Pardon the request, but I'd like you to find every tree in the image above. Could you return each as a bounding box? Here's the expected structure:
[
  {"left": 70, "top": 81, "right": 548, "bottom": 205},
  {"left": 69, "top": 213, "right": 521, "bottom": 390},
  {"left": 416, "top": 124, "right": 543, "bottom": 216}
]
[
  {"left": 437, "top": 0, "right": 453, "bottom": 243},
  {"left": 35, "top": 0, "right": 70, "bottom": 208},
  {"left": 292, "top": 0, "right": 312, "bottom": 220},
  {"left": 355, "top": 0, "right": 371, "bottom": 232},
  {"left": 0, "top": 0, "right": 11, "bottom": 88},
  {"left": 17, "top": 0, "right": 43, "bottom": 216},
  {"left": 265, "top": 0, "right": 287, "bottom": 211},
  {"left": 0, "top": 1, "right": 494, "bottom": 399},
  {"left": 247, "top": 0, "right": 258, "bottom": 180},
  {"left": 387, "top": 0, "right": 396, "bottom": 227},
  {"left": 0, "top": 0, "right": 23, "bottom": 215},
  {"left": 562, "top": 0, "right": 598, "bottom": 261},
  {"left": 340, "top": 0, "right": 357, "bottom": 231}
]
★ ★ ★ ★
Problem
Copy each entry above exactly, leaving nothing out.

Exercise solution
Pardon the request, but I'd like you to find every tree in the image above. Could you return each as a bounding box? Here's the expected structure:
[
  {"left": 70, "top": 81, "right": 548, "bottom": 205},
  {"left": 69, "top": 213, "right": 521, "bottom": 390},
  {"left": 416, "top": 124, "right": 543, "bottom": 216}
]
[
  {"left": 437, "top": 0, "right": 453, "bottom": 243},
  {"left": 35, "top": 0, "right": 70, "bottom": 208},
  {"left": 292, "top": 0, "right": 312, "bottom": 220},
  {"left": 355, "top": 0, "right": 371, "bottom": 232},
  {"left": 0, "top": 0, "right": 11, "bottom": 88},
  {"left": 17, "top": 0, "right": 43, "bottom": 216},
  {"left": 265, "top": 0, "right": 287, "bottom": 211},
  {"left": 0, "top": 1, "right": 494, "bottom": 399},
  {"left": 247, "top": 0, "right": 258, "bottom": 180},
  {"left": 387, "top": 0, "right": 396, "bottom": 227},
  {"left": 0, "top": 0, "right": 23, "bottom": 215},
  {"left": 562, "top": 0, "right": 598, "bottom": 261},
  {"left": 340, "top": 0, "right": 357, "bottom": 231}
]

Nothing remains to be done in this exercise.